Single by Menudo
- Released: June 24, 2008
- Recorded: 2008
- Genre: Pop; R&B;
- Label: Epic
- Songwriters: Bruno Mars; Cory Rooney;
- Producer: Cory Rooney

Menudo singles chronology
| "More Than Words (AEIOU)" (2008) | "Lost" (2008) |  |

= Lost (Menudo song) =

Song by Menudo

"Lost" (also released in Spanish as "Perdido Sin Ti") is a song by the Puerto Rican boy band, Menudo. It was released as a digital single with virtually no album support in June 2008. While failing to reach the Billboard Hot 100, it did peak at number 36 on the Mainstream Top 40 airplay chart.

In his review of the single, Chuck Taylor of Billboard stated that the track features a catchy and engaging chorus, perfect for captivating a young audience. He noted that, with Latin culture on the rise, Menudo had the potential to achieve widespread success. Additionally, he highlighted that the members—aged 16 to 19—demonstrate great skill in both dancing and singing, while also being charismatic and distinct enough to establish their own individual identities.

Task statement:
Using the text on the Menudo song "Lost," answer the following:
(a) On which label was the single released?
(b) What position did the song reach on the Mainstream Top 40 airplay chart?
(c) What age range of the members does the Billboard review give?

Record excerpts:

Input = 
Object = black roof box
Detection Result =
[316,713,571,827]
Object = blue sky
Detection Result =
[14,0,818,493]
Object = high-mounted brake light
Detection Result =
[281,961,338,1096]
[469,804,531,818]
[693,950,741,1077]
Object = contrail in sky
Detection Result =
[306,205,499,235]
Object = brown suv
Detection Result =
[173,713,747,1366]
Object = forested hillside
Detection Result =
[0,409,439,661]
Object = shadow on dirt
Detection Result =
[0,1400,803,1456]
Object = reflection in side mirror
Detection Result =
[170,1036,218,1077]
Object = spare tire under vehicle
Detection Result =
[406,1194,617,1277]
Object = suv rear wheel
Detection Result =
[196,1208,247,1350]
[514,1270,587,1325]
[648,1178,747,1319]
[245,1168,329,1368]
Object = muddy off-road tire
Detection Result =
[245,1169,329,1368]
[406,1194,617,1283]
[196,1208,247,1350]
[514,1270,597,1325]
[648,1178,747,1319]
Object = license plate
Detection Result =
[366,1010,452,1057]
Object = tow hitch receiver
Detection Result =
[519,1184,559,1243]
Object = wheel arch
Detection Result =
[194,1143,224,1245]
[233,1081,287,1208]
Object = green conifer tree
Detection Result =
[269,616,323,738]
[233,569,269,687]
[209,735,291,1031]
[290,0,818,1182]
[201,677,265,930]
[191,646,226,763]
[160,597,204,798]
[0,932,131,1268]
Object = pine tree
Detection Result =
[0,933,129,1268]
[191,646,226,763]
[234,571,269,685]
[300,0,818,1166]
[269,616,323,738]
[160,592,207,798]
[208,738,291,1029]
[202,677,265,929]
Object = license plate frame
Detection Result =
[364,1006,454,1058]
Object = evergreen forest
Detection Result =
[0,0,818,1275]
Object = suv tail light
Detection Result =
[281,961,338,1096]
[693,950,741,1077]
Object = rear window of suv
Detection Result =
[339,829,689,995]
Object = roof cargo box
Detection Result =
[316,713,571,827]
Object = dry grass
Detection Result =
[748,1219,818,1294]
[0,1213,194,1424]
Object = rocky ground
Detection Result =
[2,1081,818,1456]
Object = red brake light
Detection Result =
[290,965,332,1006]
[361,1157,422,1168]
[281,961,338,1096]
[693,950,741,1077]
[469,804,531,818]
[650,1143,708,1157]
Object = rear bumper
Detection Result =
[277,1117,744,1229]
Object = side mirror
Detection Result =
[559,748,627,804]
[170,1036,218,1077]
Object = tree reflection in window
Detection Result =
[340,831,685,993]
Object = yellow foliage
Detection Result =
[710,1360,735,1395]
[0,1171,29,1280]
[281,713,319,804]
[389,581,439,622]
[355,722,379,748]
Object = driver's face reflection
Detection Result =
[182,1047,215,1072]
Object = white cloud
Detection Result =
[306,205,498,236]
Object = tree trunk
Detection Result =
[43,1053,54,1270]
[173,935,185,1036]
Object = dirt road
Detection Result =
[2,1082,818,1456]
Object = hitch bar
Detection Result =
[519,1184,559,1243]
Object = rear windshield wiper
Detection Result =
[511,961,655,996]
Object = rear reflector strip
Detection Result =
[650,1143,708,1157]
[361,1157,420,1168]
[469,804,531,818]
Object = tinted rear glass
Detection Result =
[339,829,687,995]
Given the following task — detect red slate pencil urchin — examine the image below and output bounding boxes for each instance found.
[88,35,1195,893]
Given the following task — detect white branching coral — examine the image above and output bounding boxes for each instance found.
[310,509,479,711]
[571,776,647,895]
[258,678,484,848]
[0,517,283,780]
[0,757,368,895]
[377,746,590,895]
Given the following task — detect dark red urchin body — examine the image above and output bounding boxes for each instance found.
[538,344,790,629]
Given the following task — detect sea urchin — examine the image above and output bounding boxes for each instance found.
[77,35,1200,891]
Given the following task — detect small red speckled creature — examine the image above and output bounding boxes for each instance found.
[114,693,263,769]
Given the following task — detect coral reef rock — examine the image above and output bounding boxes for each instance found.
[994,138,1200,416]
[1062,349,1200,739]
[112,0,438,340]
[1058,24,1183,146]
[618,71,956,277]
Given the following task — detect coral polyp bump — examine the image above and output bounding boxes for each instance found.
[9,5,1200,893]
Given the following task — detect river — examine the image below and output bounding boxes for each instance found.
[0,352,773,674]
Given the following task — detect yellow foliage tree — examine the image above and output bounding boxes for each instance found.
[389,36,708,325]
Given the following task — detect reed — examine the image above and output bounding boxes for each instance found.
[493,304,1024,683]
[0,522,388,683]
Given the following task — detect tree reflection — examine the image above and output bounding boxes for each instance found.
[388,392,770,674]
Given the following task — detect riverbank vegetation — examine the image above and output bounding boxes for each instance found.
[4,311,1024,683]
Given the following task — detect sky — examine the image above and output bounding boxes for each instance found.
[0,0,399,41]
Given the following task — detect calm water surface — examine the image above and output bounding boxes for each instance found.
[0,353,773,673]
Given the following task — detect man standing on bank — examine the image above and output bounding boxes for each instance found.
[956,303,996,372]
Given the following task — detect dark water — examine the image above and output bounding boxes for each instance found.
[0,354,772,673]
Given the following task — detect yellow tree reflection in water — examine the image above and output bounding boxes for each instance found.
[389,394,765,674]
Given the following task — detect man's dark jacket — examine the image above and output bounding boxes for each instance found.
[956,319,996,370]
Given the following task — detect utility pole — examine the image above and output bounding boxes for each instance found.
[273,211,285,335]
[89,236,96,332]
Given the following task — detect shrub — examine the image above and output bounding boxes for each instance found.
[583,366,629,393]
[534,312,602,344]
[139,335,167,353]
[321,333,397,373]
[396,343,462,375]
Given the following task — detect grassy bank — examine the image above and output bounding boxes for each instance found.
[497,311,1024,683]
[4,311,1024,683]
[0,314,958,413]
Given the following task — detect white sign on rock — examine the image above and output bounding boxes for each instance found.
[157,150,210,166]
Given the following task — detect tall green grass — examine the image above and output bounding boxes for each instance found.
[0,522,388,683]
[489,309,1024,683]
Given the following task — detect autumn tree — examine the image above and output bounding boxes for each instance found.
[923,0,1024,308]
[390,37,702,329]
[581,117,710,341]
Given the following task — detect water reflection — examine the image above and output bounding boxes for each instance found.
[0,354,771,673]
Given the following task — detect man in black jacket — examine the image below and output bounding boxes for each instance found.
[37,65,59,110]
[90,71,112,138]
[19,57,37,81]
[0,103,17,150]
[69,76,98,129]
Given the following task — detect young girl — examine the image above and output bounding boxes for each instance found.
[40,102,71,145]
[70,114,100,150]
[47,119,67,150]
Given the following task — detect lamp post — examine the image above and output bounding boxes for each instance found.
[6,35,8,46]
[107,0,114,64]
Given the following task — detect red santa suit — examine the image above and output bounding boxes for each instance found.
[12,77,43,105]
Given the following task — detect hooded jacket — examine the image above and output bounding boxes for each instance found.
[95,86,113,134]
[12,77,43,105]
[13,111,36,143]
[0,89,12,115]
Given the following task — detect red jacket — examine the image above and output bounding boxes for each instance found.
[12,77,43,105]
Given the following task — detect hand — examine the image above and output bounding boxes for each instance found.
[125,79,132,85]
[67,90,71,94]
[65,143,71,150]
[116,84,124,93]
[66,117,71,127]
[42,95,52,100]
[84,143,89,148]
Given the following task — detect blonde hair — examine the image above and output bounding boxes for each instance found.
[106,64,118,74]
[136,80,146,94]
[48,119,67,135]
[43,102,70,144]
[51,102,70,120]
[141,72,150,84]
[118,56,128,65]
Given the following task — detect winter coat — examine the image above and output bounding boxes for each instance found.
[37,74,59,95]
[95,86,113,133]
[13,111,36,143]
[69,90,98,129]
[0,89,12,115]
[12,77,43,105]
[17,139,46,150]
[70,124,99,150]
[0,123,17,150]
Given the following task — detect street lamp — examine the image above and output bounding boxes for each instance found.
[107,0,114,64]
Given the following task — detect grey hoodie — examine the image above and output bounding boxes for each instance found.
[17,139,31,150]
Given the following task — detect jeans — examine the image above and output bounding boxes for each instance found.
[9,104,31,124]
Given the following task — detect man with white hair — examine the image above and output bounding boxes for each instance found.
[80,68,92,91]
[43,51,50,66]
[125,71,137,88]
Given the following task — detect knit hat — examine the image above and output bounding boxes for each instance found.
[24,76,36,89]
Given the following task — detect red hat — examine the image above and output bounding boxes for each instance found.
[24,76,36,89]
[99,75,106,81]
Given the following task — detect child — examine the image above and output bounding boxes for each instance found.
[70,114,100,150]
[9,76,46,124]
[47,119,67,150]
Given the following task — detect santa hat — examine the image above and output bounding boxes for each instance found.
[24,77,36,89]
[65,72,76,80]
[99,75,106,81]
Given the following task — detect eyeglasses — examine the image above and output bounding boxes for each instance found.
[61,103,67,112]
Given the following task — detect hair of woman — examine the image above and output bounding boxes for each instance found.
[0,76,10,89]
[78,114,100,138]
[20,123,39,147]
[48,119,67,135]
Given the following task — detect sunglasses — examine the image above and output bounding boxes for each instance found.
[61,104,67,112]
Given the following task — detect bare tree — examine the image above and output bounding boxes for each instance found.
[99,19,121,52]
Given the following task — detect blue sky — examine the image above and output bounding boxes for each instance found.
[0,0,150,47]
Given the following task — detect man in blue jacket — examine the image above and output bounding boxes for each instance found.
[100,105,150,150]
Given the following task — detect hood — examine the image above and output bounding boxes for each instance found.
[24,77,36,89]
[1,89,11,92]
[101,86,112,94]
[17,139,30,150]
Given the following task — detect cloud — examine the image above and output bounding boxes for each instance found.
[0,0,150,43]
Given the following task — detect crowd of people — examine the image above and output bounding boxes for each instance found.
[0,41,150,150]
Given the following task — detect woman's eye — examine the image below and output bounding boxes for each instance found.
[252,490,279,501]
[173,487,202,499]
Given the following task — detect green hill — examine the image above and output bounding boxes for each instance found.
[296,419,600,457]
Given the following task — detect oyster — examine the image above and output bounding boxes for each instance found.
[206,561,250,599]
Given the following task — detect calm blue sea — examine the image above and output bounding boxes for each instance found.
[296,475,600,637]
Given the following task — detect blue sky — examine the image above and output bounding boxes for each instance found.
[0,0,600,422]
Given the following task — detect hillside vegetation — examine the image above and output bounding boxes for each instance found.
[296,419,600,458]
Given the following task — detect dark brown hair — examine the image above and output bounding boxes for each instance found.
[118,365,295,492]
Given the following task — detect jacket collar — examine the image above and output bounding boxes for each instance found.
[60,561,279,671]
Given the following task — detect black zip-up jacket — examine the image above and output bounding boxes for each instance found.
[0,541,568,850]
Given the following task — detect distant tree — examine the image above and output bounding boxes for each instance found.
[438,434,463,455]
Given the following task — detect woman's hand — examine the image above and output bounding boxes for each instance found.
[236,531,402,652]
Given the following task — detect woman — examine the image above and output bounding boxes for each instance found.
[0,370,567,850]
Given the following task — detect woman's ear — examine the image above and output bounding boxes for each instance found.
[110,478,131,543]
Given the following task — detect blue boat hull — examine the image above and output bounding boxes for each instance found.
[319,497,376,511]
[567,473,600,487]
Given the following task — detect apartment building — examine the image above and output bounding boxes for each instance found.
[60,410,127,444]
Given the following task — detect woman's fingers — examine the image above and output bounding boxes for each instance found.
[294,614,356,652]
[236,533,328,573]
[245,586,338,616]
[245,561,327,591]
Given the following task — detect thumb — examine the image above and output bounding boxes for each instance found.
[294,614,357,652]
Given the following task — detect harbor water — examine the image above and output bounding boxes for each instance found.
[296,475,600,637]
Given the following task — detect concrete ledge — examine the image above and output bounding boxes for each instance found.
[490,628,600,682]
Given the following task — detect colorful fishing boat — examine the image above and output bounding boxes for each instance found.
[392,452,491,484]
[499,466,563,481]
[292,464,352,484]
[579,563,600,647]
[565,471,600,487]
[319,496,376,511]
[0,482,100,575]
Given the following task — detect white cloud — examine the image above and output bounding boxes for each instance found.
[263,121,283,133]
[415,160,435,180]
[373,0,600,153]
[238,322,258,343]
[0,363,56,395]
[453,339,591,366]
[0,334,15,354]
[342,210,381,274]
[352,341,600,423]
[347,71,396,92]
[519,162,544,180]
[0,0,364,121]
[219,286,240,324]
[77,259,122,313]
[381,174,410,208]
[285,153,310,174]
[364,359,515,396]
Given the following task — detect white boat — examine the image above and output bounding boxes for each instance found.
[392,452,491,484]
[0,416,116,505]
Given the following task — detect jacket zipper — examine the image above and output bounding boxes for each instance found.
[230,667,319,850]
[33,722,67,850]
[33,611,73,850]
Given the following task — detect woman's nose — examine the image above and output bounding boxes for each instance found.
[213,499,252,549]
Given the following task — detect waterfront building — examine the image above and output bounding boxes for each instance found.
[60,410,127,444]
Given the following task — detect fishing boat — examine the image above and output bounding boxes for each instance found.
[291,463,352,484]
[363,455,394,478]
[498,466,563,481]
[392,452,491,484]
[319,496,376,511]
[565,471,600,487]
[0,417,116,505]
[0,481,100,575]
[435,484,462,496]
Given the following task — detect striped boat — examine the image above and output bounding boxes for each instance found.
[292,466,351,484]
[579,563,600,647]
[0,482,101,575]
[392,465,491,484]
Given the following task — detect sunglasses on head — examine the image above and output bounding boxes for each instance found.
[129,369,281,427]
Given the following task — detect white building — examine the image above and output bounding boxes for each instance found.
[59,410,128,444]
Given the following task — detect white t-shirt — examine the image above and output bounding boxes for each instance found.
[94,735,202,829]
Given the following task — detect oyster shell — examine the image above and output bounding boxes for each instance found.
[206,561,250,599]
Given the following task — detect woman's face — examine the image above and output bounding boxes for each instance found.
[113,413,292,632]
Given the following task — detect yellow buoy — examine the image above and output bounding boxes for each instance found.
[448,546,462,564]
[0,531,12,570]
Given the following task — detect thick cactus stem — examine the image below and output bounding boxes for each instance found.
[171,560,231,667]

Task response:
(a) Epic
(b) Number 36
(c) 16 to 19